* WHAT THIS TASK INVOLVES
Reproduce the entries that follow verbatim, down to the final line.

* DATA LISTING

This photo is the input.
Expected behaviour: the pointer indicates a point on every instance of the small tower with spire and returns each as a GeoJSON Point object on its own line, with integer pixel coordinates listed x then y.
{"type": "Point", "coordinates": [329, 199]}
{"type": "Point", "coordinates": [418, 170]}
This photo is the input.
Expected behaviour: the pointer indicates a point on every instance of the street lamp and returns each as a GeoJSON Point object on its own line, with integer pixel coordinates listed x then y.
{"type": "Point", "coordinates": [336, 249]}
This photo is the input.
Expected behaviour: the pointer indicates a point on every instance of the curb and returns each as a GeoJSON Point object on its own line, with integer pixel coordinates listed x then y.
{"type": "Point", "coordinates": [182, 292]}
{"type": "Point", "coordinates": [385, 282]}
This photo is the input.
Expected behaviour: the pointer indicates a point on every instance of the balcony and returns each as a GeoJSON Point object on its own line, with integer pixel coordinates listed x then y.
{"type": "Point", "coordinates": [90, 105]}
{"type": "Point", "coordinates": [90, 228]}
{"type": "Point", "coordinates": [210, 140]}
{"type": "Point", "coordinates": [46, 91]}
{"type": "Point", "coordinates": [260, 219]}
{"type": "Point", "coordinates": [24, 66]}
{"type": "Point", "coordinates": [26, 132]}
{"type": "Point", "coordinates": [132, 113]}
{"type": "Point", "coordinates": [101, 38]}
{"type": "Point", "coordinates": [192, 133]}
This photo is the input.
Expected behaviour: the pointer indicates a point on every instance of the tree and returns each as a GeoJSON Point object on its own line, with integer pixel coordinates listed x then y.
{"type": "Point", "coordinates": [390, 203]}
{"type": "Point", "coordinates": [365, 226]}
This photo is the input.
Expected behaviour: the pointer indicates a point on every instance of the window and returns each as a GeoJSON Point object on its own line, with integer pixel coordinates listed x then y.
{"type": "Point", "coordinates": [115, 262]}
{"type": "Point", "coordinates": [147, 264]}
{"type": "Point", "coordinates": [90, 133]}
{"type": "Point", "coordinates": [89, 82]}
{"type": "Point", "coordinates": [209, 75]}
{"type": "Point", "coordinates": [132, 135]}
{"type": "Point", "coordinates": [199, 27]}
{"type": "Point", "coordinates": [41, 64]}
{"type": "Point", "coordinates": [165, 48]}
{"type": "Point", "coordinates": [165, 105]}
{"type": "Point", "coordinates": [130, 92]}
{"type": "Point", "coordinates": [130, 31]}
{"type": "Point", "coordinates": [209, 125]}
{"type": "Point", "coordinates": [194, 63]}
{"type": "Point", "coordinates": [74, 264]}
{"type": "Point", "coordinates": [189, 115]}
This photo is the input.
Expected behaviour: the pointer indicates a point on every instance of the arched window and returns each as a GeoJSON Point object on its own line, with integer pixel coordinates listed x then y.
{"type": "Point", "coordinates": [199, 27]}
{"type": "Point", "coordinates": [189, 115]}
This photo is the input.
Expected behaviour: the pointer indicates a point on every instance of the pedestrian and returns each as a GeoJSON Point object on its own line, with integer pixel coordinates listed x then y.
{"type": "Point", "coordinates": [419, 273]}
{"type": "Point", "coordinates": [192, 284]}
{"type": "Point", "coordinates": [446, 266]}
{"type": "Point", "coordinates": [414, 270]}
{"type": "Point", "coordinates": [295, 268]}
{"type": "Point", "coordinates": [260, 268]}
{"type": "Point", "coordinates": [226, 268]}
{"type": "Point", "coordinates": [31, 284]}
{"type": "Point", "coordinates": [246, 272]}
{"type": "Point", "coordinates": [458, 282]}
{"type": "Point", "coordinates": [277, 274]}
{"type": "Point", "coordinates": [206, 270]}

* TASK RESULT
This photo is the input.
Expected behaviour: the pointer indicates a point on every instance of the small tower with spire and returns each as a GeoJSON Point object on its own line, with integer pixel coordinates listed x then y.
{"type": "Point", "coordinates": [329, 199]}
{"type": "Point", "coordinates": [418, 170]}
This photo is the input.
Expected behaviour: the pointer indicates a point on every instance of the street lamp and returns each as a GeoJSON Point object on its own line, with integer pixel coordinates listed x then y.
{"type": "Point", "coordinates": [336, 249]}
This photo is the input.
Expected behaviour: the pointer indicates a point on every instance of the curb and returns each as a GeoJSON Point object on its own line, with integer pixel coordinates listed x then y.
{"type": "Point", "coordinates": [182, 292]}
{"type": "Point", "coordinates": [385, 282]}
This photo is the input.
Expected behaviour: the pointer indicates a point on every instance of the balcony and returns each as a GeoJSON Point object on its own line, with integer pixel coordinates listed x then y.
{"type": "Point", "coordinates": [90, 105]}
{"type": "Point", "coordinates": [90, 228]}
{"type": "Point", "coordinates": [210, 140]}
{"type": "Point", "coordinates": [46, 91]}
{"type": "Point", "coordinates": [260, 219]}
{"type": "Point", "coordinates": [24, 66]}
{"type": "Point", "coordinates": [26, 132]}
{"type": "Point", "coordinates": [132, 113]}
{"type": "Point", "coordinates": [101, 38]}
{"type": "Point", "coordinates": [192, 133]}
This photo is the input.
Expected behaviour: the pointer indicates a point on every instance of the tree and returns each as a GeoJSON Point object on its own line, with integer pixel coordinates listed x then y.
{"type": "Point", "coordinates": [390, 203]}
{"type": "Point", "coordinates": [365, 226]}
This photo is the input.
Expected behaviour: the pointer indicates a point on every instance of the window and returns each as a GeoJSON Point object on its own line, with integer pixel coordinates listed x then y.
{"type": "Point", "coordinates": [115, 262]}
{"type": "Point", "coordinates": [147, 264]}
{"type": "Point", "coordinates": [90, 133]}
{"type": "Point", "coordinates": [89, 82]}
{"type": "Point", "coordinates": [209, 75]}
{"type": "Point", "coordinates": [132, 135]}
{"type": "Point", "coordinates": [199, 27]}
{"type": "Point", "coordinates": [41, 64]}
{"type": "Point", "coordinates": [165, 48]}
{"type": "Point", "coordinates": [165, 105]}
{"type": "Point", "coordinates": [130, 92]}
{"type": "Point", "coordinates": [130, 31]}
{"type": "Point", "coordinates": [209, 125]}
{"type": "Point", "coordinates": [194, 63]}
{"type": "Point", "coordinates": [74, 264]}
{"type": "Point", "coordinates": [189, 115]}
This photo is the input.
Expected behaviour: the pointer indicates a point on every instance of the arched window and returns each as a GeoJSON Point object on its own line, with integer pixel coordinates listed x then y.
{"type": "Point", "coordinates": [199, 27]}
{"type": "Point", "coordinates": [189, 115]}
This photo is the input.
Expected behaviour: the pointer indicates a point on every instance of the pedestrian and returns each as a GeoJSON Point object on its own line, with integer pixel coordinates listed x then y.
{"type": "Point", "coordinates": [419, 273]}
{"type": "Point", "coordinates": [192, 284]}
{"type": "Point", "coordinates": [446, 266]}
{"type": "Point", "coordinates": [414, 270]}
{"type": "Point", "coordinates": [295, 268]}
{"type": "Point", "coordinates": [260, 268]}
{"type": "Point", "coordinates": [226, 268]}
{"type": "Point", "coordinates": [31, 284]}
{"type": "Point", "coordinates": [246, 272]}
{"type": "Point", "coordinates": [458, 282]}
{"type": "Point", "coordinates": [277, 274]}
{"type": "Point", "coordinates": [206, 270]}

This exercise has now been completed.